Template vs. live wiki

This repository is the template — the unspecialised seed. The CLAUDE.md here ships with placeholder Domain Context ("Customize this section") and an empty raw/. Fork it and make it yours.

My own working wiki — the one I actually ingest into daily — is a separate version specialised to my research (Continental philosophy of science, new music studies, posthuman music). On top of this template it adds a populated Domain Context (Deleuze, Simondon, Bachelard, DeLanda, Ferneyhough, Rheinberger…), pre-named project subfolders for active research and writing projects, and a few editorial conventions specific to my workflow. The schema, workflows, and page templates are the same as what you find here.

A note on related systems

Two adjacent systems in my own setup share this repository's DNA but serve different ends, and they sometimes get confused with the research wiki:

MetamusicX wiki — a Quartz site built from research-team meeting transcripts. Same Karpathy pattern, but the raw layer is spoken conversation and the synthesis layer is atomic entities (composers, philosophers, concepts, threads) extracted by a dedicated agent.
Alluvium — a journal-to-atomic-notes pipeline organised around PARA rather than concepts/authors. Same idea (immutable raw, curated atoms, append-only log) applied to daily voice and text journals.

These are mentioned only so forkers understand the scope of this template: it is the academic-research variant. Meetings, journals, and other input types live in separate systems with their own schemas.

What it does

Every time a source is ingested, Claude reads it, extracts key claims and quotes, and writes or updates markdown pages across the wiki — concept pages, author pages, debate pages, synthesis pages, and source notes. The raw documents are never modified. The wiki is the living layer that accumulates knowledge across all ingested sources.

Over time, the wiki becomes smarter than your memory about connections across your reading.

Point-per-instance localization records
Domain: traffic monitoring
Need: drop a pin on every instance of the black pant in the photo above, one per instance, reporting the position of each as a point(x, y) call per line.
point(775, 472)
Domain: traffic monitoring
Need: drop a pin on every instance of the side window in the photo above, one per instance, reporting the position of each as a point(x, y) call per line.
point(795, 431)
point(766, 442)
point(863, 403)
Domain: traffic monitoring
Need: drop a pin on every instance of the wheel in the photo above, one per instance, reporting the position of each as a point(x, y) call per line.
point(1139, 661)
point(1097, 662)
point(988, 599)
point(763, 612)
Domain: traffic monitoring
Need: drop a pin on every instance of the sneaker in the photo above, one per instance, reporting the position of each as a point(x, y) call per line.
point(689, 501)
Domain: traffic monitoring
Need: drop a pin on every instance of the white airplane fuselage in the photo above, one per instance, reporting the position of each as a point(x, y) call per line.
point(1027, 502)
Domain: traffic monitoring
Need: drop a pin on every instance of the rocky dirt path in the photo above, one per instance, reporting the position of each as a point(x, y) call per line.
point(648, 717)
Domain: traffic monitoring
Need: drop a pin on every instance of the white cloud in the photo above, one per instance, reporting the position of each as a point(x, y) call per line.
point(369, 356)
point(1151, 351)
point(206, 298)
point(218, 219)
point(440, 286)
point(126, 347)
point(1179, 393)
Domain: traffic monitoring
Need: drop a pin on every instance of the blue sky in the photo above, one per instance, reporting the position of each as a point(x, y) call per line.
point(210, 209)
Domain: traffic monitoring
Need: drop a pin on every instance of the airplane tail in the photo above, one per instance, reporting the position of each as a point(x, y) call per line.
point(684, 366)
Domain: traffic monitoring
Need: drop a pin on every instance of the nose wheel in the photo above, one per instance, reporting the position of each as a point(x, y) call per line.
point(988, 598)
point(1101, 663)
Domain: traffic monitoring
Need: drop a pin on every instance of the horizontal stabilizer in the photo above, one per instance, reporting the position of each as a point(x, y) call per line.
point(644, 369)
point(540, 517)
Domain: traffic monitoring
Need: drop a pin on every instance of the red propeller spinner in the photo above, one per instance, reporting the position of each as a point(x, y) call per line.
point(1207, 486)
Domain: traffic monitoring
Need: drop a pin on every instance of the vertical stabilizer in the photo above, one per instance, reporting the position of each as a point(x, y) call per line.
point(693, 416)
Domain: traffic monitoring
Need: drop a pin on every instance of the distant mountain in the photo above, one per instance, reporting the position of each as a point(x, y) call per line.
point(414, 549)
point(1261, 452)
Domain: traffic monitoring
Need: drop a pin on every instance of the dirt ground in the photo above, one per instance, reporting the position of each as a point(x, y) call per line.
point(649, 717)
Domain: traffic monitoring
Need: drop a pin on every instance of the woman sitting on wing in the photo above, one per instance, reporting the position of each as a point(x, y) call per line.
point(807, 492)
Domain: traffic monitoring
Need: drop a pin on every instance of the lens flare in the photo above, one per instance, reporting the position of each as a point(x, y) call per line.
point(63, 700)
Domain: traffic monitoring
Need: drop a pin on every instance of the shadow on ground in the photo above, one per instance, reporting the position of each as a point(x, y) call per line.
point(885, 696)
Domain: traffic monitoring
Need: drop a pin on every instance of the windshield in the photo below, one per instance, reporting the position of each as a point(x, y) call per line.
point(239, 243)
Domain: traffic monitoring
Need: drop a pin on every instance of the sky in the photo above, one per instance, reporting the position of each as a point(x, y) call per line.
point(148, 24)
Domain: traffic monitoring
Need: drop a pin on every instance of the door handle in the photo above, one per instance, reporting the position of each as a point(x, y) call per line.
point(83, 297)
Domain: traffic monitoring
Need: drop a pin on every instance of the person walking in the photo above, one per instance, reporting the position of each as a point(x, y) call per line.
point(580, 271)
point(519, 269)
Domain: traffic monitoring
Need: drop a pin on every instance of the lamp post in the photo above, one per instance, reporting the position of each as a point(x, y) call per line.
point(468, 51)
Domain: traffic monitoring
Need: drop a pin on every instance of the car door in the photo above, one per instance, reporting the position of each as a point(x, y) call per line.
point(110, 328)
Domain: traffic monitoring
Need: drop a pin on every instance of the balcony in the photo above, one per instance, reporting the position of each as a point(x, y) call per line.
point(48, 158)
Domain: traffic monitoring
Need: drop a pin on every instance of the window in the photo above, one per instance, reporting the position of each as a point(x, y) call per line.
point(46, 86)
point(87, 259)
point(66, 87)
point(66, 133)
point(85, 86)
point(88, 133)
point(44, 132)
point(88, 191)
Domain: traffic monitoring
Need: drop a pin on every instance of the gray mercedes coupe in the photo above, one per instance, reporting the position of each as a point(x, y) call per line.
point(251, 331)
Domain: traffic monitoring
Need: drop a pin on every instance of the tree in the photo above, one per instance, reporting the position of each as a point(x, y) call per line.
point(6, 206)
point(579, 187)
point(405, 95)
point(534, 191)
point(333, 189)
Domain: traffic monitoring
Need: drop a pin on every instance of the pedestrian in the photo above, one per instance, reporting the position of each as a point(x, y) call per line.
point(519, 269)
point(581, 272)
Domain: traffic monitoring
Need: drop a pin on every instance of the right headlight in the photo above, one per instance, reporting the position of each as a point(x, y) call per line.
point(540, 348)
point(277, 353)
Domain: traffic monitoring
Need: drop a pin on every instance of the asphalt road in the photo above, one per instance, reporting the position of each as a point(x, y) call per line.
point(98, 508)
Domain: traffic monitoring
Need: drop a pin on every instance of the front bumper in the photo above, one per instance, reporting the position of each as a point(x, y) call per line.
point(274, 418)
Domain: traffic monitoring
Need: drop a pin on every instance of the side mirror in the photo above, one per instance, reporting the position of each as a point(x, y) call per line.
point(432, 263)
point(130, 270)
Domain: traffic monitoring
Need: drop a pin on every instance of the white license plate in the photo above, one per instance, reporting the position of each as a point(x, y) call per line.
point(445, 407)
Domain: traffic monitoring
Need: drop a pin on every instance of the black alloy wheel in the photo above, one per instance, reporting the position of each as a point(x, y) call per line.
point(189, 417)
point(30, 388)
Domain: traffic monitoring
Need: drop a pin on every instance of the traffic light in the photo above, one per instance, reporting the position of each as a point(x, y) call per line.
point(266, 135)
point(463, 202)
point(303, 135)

→ **Things to do**:
[1] Rewrite the note on related systems starting at "Alluvium — a" and ending at "and text journals.", substituting "Delta" for "Alluvium".
[2] Extend the description of the research wiki template, picking up after its final sentence.
The records are not needed for this work.

→ **Task-by-task answers**:
[1]
Delta — a journal-to-atomic-notes pipeline organised around PARA rather than concepts/authors. Same idea (immutable raw, curated atoms, append-only log) applied to daily voice and text journals.

[2]
Architecture

Three layers:

Layer	Contents	Who writes it
raw/	Immutable source documents (articles, books, chapters, notes, transcripts, annotations, images)	You
wiki/	Structured markdown pages (concepts, authors, debates, syntheses, source-notes, projects)	The LLM
schema	`CLAUDE.md` (operational instructions), `index.md` (master index), `log.md` (change log)	You + the LLM

Workflows

The operational logic lives in CLAUDE.md. Claude reads it at the start of every session and acts as a dedicated research intelligence agent. Three core workflows:

INGEST

Drop a source into raw/, then say "ingest [filename]". Claude reads it, discusses key takeaways, writes a source note, and updates every concept/author/debate/project page touched by the source. A single ingest typically creates or updates 10–15 wiki pages. Everything is logged in log.md.

QUERY

Ask any research question. Claude checks index.md first — identifying the relevant cluster, then reading the synthesis page for that cluster if one exists, then following the related: field on each page to navigate to adjacent concepts. This three-step cascade (cluster → synthesis → related) dramatically reduces the number of pages read per query as the wiki grows.

LINT

Say "lint" to audit the wiki for duplicates, contradictions, orphan pages, stale content, concepts mentioned but lacking pages, and thin source support. Results are presented as a prioritized issues list. Nothing is auto-fixed.

Folder structure

raw/
  articles/   books/   chapters/   notes/   annotations/
  transcripts/   images/   _staging/
wiki/
  concepts/   authors/   debates/   themes/   methods/
  syntheses/   source-notes/   projects/
outputs/
  essays/   slides/   handouts/   tables/
conversations/
archive/

Page types

Six page templates are defined in CLAUDE.md, each with YAML frontmatter:

Type	Location	Purpose
Source note	`wiki/source-notes/`	One page per ingested source — summary, key claims, quotes, connections
Concept	`wiki/concepts/`	One page per concept — definition, key thinkers, related concepts, source support
Author	`wiki/authors/`	One page per thinker — bio, key works, concepts, relevance
Debate	`wiki/debates/`	Framed intellectual debates — positions, key texts, current state
Synthesis	`wiki/syntheses/`	Evolving argumentative overviews across multiple sources
Project	`wiki/projects/`	Active research or writing projects — concepts, sources, outputs

Navigation design (v2)

After ~10 sources and 50+ pages, a flat alphabetical index becomes slow to navigate. The system uses a three-layer navigation cascade to keep query cost constant as the wiki grows:

1. Concept clusters

index.md organizes concepts into thematic clusters (4–6 per domain) instead of one flat alphabetical list. Each cluster has a one-sentence description, its core pages, a pointer to any synthesis page, and the key authors. A query identifies the relevant cluster(s) first.

2. Synthesis pages (`wiki/syntheses/`)

Synthesis pages are the "inner grooves" of the wiki: pre-digested argumentative overviews across a cluster of related pages. When a synthesis page exists for a cluster, a query reads it first — one page instead of six. Syntheses are created when a cluster has enough source support to warrant a standing overview.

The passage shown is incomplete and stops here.